What to work on:
In the records below, locate the line containing "Can you see the camel hump?"; output that line and every following line through the last, exactly.
# START OF Provided material
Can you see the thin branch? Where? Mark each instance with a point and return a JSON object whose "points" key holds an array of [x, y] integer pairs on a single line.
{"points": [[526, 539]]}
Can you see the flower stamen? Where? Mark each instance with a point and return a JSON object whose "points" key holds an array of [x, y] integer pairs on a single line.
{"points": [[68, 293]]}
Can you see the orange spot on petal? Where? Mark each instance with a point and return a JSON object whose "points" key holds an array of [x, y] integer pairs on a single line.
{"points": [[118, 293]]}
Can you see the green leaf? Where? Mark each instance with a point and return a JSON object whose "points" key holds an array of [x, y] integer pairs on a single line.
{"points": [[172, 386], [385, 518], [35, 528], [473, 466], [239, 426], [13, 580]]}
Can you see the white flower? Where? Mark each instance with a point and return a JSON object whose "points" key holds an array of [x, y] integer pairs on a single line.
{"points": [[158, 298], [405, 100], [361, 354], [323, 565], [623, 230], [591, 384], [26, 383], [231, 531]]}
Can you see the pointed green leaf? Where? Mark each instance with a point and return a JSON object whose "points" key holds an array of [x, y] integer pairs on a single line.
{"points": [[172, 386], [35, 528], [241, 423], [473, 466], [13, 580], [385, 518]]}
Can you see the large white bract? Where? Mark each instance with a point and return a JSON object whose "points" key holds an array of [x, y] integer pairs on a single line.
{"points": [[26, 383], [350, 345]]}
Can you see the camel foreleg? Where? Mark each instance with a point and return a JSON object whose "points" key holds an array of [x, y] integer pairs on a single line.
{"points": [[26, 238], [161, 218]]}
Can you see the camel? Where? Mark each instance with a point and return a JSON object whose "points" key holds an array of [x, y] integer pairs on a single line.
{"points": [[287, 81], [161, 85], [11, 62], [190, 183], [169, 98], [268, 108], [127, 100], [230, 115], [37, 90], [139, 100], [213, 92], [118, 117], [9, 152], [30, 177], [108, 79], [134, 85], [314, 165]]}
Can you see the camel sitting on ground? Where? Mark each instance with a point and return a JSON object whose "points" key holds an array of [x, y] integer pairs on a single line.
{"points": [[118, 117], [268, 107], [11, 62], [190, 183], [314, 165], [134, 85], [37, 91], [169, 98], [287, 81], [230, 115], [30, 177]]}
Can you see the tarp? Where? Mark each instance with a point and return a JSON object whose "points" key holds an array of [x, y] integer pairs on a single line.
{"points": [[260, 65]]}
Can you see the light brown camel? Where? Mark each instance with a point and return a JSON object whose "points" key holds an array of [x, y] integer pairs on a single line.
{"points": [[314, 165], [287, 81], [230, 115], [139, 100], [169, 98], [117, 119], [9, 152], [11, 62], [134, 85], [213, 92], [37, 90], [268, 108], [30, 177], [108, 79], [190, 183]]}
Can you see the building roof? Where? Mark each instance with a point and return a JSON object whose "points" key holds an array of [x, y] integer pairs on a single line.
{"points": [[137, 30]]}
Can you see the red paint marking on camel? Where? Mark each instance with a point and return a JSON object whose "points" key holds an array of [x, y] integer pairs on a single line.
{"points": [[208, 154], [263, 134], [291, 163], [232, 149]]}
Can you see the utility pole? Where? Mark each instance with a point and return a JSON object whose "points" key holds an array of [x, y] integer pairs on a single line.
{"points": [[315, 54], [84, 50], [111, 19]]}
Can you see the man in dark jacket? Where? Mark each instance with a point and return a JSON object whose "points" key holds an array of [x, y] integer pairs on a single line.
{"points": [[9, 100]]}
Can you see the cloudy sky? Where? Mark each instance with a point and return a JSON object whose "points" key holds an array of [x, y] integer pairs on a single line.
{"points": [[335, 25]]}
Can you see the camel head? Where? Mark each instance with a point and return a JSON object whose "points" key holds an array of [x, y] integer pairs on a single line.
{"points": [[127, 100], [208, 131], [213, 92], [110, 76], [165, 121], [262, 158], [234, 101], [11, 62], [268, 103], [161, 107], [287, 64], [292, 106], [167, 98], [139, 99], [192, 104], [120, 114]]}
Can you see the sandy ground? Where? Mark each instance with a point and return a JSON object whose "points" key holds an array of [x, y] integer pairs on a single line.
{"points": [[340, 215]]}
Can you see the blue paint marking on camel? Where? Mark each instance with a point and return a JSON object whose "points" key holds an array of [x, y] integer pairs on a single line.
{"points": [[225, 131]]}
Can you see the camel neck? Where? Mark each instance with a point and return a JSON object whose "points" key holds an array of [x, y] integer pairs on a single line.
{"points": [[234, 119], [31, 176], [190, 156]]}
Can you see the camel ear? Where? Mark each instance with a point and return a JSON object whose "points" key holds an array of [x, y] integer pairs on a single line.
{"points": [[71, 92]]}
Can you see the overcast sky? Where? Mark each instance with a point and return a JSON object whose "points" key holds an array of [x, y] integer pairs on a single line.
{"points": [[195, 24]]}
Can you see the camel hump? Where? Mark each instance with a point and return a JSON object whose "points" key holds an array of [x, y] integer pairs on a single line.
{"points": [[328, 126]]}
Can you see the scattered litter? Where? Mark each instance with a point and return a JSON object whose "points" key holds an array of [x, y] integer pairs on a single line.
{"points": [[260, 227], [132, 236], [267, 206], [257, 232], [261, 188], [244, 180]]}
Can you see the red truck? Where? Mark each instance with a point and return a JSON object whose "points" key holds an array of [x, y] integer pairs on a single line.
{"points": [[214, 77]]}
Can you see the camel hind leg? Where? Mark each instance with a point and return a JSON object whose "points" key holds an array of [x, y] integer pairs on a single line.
# END OF Provided material
Written solution:
Can you see the camel hump? Where? Mark each instance with a point and return a JSON object whose "points" key holds an array of [x, y] integer pairs on a single line.
{"points": [[328, 126]]}
Can you see the scattered litter? Where? Mark each instance with a point and return a JSON object whose "points" key holds an array of [x, y] integer pairs on a single line.
{"points": [[260, 227], [132, 236], [267, 206], [257, 232], [261, 188], [244, 180]]}
Can you see the red truck? Where? Mark each instance with a point and return a JSON object whose "points" key holds an array of [x, y] integer pairs on a single line.
{"points": [[214, 77]]}
Can you see the camel hind leg? Where? Mark each instance with a point and return a JSON object whose "points" key holds an array of [x, y] integer pairs on a single line.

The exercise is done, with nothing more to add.